▶ _Text block_:
Segment Open

Harold Budd, 1936-2020

The noted ambient composer and pianist collaborated with the likes of Brian Eno, John Foxx, and Robin Guthrie.
Harold Budd

Earlier today, Robin Guthrie announced on his Facebook page that his friend and longtime collaborator, noted ambient composer and pianist Harold Budd, had died at the age of 84.

A lot to digest. Shared a lot with Harold since we were young, since he was sick, shared a lot with harold for the last 35 years, period. Feeling empty, shattered lost and unprepared for this, as do my wife Florence and girls Violette and Lucy Belle. All my best to Elise, Terrance, Hugo and all the family. His last words to me were adios amigo’… They always were.. He left a very large harold budd’ shaped hole whichever way we turn…

Harold Budd is best known for his lush, atmospheric style of playing the piano, which he termed “soft pedal.” Although his compositions are often sparse and minimal, the individual notes are bathed in so much delay and sustain that they seem as vast and endless as the Mojave Desert in which Budd grew up — and yet, his music never loses any sense of intimacy, elegance, or warmth.

Although he began composing music in the early ’60s, Budd’s first album, The Oak of the Golden Dreams, wasn’t released until 1971, followed by the Brian Eno-produced The Pavilion of Dreams in 1978. Thus began a prolific career that found Budd releasing numerous solo albums alongside collaborations with Eno (1980’s Ambient 2: The Plateaux of Mirror, 1984’s The Pearl), Cocteau Twins (1986’s The Moon and the Melodies), and Guthrie (2007’s After the Night Falls, 2011’s Bordeaux), to name a few of the people with whom he worked. (Rolling Stone has a more in-depth overview of Budd’s musical career, and confirmed that Budd’s death was due to coronavirus-related complications.)

Segment Closed

▶ _Available data_:
Segment Open

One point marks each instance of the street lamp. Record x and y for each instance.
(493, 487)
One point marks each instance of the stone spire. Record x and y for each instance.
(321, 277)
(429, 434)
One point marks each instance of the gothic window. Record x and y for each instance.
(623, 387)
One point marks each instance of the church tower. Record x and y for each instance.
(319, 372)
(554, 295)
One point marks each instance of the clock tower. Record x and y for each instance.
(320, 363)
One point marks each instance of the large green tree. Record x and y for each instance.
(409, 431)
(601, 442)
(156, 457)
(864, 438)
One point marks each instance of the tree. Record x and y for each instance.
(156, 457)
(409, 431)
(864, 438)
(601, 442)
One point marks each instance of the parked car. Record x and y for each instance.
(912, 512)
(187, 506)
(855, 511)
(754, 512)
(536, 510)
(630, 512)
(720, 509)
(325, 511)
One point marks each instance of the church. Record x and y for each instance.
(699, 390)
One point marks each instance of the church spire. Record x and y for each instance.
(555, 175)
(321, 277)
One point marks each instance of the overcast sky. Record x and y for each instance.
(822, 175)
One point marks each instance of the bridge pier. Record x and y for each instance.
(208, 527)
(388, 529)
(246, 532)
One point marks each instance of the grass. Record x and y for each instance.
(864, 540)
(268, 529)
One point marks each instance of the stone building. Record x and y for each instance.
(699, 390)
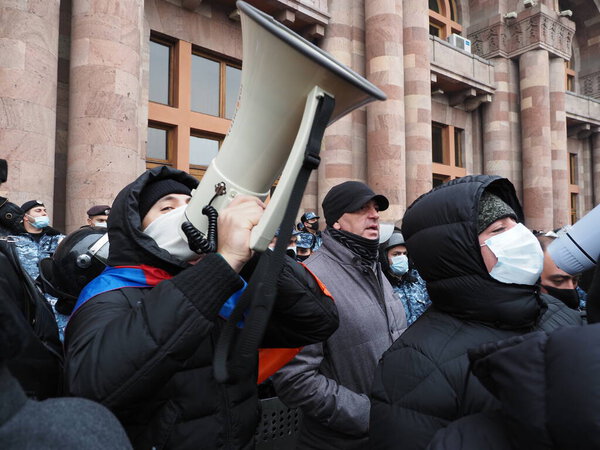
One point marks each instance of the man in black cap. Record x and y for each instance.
(330, 382)
(98, 215)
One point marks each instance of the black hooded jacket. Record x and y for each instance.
(548, 388)
(419, 385)
(146, 353)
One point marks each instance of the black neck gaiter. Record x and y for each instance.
(363, 247)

Segment Closed

▶ _Goal of the exercise_:
Pick up the text on Harold Budd after its final sentence and continue it.

▶ _Exercise result_:
Harold Budd’s final album was another collaboration with Guthrie titled Another Flower that was released just last week by Darla Records.

While many will point to Budd’s collaborations with Eno, or solo albums like 1988’s The White Arcades and 2004’s Avalon Sutra — and understandably so — some of my favorite Harold Budd compositions can be heard on Translucence / Drift Music, his 2003 collaboration with John Foxx. Songs like “Subtext,” “Momentary Architecture,” and “A Change in the Weather” are — to quote my review — “required listening material for fans of elegant, serene ambient music.”

Various individuals have since paid tribute to Budd on social media, including Ambient Church (“He left behind an endless treasure trove of unimaginably beautiful music”), William Basinski, critic Glenn Kenny (“[a] quietly visionary composer and musician”), Oneohtrix Point Never’s Daniel Lopatin, Simon Raymonde (“a lovely lovely gentle man”), and Jah Wobble (“one of the deepest nicest people I have come across”).